Recorded data -

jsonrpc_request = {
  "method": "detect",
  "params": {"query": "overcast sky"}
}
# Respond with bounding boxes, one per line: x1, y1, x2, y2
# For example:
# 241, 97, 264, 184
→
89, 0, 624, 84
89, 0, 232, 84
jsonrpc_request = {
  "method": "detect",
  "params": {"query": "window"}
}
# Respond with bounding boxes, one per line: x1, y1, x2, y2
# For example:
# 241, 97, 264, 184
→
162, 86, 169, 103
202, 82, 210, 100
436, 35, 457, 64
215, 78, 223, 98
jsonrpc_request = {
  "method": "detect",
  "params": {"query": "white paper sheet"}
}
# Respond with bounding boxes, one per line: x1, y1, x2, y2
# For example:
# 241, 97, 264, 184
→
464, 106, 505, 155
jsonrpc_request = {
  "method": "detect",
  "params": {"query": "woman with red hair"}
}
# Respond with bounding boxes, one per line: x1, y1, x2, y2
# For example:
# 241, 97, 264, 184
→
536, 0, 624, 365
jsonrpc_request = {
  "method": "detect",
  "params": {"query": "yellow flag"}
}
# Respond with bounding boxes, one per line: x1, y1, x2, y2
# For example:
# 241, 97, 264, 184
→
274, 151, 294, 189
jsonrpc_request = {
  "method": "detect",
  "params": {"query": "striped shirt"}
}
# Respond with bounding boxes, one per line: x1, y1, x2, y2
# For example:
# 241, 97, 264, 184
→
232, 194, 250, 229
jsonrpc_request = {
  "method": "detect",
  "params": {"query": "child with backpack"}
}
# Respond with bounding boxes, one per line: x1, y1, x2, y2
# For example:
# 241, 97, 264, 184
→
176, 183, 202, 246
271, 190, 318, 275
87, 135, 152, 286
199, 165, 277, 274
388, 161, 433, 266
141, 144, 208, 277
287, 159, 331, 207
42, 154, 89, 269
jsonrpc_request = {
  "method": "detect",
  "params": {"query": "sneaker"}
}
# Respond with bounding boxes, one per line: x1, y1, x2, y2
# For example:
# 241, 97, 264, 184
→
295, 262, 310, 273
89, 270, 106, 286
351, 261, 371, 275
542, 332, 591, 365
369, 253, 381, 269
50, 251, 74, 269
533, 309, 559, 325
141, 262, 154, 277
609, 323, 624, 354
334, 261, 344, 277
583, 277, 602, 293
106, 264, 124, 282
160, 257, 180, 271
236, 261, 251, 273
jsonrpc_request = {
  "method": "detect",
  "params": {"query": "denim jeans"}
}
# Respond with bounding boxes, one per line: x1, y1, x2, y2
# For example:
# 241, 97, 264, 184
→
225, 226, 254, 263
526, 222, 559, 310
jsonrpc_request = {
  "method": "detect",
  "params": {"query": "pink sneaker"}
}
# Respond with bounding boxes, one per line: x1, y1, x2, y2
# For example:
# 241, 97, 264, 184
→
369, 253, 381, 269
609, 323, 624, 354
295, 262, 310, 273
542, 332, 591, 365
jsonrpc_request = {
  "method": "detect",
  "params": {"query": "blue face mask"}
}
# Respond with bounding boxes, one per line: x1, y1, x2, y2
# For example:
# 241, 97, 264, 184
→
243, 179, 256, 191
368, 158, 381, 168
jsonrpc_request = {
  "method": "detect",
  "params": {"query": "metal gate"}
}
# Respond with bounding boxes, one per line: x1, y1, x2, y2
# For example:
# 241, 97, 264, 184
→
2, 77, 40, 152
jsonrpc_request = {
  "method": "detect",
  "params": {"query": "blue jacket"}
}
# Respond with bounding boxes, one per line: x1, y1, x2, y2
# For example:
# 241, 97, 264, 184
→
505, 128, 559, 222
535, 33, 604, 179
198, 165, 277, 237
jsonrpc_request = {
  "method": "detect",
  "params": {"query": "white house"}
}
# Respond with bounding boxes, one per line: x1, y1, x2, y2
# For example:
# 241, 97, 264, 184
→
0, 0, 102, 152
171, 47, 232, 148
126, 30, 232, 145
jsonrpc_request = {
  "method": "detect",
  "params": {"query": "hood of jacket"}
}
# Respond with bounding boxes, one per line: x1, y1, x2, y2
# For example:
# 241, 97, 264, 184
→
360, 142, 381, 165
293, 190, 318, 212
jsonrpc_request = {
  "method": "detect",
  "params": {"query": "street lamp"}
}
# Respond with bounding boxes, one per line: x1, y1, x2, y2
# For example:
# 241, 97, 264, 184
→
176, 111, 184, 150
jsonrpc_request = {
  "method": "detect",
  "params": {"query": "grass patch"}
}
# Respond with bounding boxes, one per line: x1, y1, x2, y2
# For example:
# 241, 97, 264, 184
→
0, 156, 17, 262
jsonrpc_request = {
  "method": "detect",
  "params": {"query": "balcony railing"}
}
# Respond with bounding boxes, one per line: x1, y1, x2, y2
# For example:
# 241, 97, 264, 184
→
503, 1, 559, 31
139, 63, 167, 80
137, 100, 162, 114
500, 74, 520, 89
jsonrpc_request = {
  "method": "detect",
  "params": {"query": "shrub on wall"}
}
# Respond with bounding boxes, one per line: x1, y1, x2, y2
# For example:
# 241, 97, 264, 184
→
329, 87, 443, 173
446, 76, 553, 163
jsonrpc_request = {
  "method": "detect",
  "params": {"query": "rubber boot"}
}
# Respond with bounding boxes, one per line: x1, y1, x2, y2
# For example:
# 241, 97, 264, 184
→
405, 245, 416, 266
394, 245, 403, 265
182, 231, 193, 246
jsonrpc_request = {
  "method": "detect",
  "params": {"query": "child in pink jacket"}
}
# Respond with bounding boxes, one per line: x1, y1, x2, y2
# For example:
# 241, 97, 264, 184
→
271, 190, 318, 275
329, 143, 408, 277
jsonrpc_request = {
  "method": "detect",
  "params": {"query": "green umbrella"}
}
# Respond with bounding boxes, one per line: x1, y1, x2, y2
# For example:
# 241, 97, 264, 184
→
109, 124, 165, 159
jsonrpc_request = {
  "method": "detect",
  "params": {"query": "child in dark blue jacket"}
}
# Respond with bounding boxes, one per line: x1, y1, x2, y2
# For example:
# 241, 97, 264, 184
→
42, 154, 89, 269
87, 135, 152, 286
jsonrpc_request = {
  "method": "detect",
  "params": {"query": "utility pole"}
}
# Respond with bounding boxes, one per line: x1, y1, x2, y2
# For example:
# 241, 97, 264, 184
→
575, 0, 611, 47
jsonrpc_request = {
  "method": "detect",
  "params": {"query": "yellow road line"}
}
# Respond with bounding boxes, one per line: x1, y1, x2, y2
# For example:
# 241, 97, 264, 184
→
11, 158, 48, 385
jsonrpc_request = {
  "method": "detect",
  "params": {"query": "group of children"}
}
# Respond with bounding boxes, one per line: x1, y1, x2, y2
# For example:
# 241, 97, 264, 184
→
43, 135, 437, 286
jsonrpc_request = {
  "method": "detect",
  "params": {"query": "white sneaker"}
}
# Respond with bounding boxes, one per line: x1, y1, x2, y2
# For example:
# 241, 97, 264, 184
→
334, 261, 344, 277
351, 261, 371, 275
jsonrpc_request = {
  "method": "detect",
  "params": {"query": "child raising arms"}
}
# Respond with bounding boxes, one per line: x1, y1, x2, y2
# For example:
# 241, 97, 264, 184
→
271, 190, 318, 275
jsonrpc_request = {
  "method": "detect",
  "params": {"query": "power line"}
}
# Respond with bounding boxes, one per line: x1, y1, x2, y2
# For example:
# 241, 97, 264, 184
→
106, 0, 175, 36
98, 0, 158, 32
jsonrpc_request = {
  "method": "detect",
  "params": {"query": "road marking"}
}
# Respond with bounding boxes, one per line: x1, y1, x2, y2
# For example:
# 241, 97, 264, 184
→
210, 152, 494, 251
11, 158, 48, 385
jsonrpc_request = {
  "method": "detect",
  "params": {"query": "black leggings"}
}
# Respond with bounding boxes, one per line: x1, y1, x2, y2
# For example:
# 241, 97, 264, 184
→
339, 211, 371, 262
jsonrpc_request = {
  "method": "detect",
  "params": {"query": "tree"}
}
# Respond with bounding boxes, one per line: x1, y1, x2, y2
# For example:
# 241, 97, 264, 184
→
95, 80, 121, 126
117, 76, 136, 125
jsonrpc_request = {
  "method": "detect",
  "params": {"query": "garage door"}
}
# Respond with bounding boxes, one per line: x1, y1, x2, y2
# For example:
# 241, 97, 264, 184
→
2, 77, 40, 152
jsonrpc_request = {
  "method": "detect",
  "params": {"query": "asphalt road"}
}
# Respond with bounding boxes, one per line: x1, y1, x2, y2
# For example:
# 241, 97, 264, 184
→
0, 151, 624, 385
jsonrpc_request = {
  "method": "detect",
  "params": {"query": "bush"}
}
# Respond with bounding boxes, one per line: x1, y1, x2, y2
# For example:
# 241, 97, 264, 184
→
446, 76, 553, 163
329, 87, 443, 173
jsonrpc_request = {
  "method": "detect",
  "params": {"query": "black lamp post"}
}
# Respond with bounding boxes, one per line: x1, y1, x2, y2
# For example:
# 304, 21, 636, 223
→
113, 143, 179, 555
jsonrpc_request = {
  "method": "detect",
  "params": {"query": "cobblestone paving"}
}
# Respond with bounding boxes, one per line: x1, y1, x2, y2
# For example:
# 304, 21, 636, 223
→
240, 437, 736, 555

Task objective -
Convert the data above into a numbered list, starting at its first line and ending after the line containing "215, 78, 223, 98". Omit blank lines.

Result -
1. jsonrpc_request = {
2.   "method": "detect",
3.   "params": {"query": "overcast sky"}
4. }
5. # Respond with bounding boxes, one per line: x1, y1, x2, y2
6. # For example:
7. # 241, 97, 264, 184
8. →
9. 89, 0, 624, 84
10. 89, 0, 232, 84
11. jsonrpc_request = {
12.   "method": "detect",
13.   "params": {"query": "window"}
14. }
15. # Respond with bounding boxes, one per line: x1, y1, x2, y2
16. # For example:
17. # 241, 97, 264, 184
18. →
19. 162, 86, 169, 103
20. 202, 82, 210, 100
21. 436, 35, 457, 64
22. 215, 78, 223, 98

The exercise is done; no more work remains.